* _Exercise aim_: Lay out the records below as a two-column CSV with the headers "prompt" and "mask", giving one row per request. Put each request's full text and its answer in one quoted field each, with line breaks replaced by spaces.

Outline-labeling records:
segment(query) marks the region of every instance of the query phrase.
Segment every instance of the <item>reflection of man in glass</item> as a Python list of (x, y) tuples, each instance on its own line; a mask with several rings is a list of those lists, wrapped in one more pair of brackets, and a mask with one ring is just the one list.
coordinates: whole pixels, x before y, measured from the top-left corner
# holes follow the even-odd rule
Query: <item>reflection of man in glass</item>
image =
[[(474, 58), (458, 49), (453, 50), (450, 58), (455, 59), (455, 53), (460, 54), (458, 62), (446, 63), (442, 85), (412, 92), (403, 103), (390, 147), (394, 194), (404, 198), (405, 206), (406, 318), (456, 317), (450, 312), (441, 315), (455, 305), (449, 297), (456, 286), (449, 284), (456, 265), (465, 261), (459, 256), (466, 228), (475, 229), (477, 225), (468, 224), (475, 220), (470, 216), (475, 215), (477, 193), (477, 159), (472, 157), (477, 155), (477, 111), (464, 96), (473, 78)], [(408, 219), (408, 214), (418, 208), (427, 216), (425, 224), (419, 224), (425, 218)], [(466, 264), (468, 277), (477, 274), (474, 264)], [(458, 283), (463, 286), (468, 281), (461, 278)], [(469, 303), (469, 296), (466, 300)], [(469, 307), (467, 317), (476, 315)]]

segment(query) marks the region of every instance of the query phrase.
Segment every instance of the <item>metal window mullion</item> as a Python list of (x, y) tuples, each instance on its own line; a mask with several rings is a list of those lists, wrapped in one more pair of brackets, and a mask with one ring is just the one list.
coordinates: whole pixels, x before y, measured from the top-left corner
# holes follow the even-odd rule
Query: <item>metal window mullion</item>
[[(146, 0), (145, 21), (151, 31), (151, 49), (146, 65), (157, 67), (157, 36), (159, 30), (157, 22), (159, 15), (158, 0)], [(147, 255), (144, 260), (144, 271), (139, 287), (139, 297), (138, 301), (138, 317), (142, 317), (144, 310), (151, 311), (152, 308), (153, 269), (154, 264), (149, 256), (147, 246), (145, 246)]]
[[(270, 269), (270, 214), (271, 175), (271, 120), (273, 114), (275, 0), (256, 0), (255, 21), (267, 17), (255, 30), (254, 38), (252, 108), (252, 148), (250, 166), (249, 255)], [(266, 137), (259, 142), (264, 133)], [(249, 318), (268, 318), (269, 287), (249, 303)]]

* _Response below_:
prompt,mask
"segment(query) marks the region of every instance of the query phrase. Segment every instance of the <item>reflection of man in glass</item> as a Python list of (x, y) tuples, each instance on its own line; a mask with several rings is a list of those lists, wrapped in one more pair of brackets, and a mask with one ring is just the one list. coordinates: whole pixels, x before y, measured from the top-left corner # holes follow the even-odd rule Query: <item>reflection of man in glass</item> image =","[[(474, 58), (458, 49), (453, 50), (450, 58), (455, 59), (455, 53), (460, 54), (458, 62), (446, 63), (442, 85), (412, 92), (403, 103), (390, 147), (394, 194), (404, 198), (405, 206), (406, 318), (456, 317), (450, 312), (441, 315), (455, 305), (449, 297), (456, 286), (449, 284), (456, 265), (465, 261), (459, 256), (466, 228), (475, 229), (477, 225), (468, 224), (475, 220), (470, 216), (475, 215), (477, 193), (477, 159), (472, 157), (477, 155), (477, 111), (464, 96), (473, 78)], [(408, 219), (408, 214), (418, 208), (427, 216), (425, 224), (419, 224), (425, 218)], [(466, 264), (468, 277), (477, 274), (474, 264)], [(458, 283), (463, 286), (468, 281), (461, 278)], [(469, 303), (469, 296), (466, 300)], [(469, 307), (467, 317), (476, 315)]]"
"segment(query) marks the region of every instance of the query phrase. Segment every instance of the <item>metal window mullion</item> as a Python list of (x, y) tuples, each instance on its own line; a mask with several rings is a list of those lists, wrapped in one more pair of brackets, and a mask with one ring is just the one list. coordinates: whole pixels, x before y, measured from the top-left corner # holes follow the even-odd rule Query: <item>metal window mullion</item>","[[(146, 0), (145, 21), (151, 31), (151, 49), (146, 65), (157, 67), (157, 36), (159, 30), (157, 22), (159, 15), (158, 0)], [(147, 255), (144, 260), (144, 271), (139, 287), (139, 297), (138, 301), (138, 317), (142, 317), (144, 310), (151, 311), (152, 308), (153, 269), (154, 264), (149, 256), (147, 246), (145, 246)]] [[(270, 269), (270, 214), (271, 175), (271, 120), (273, 114), (275, 0), (256, 0), (255, 21), (267, 17), (255, 30), (254, 38), (252, 108), (252, 148), (250, 166), (249, 255)], [(266, 137), (259, 142), (264, 133)], [(249, 318), (268, 318), (269, 287), (249, 303)]]"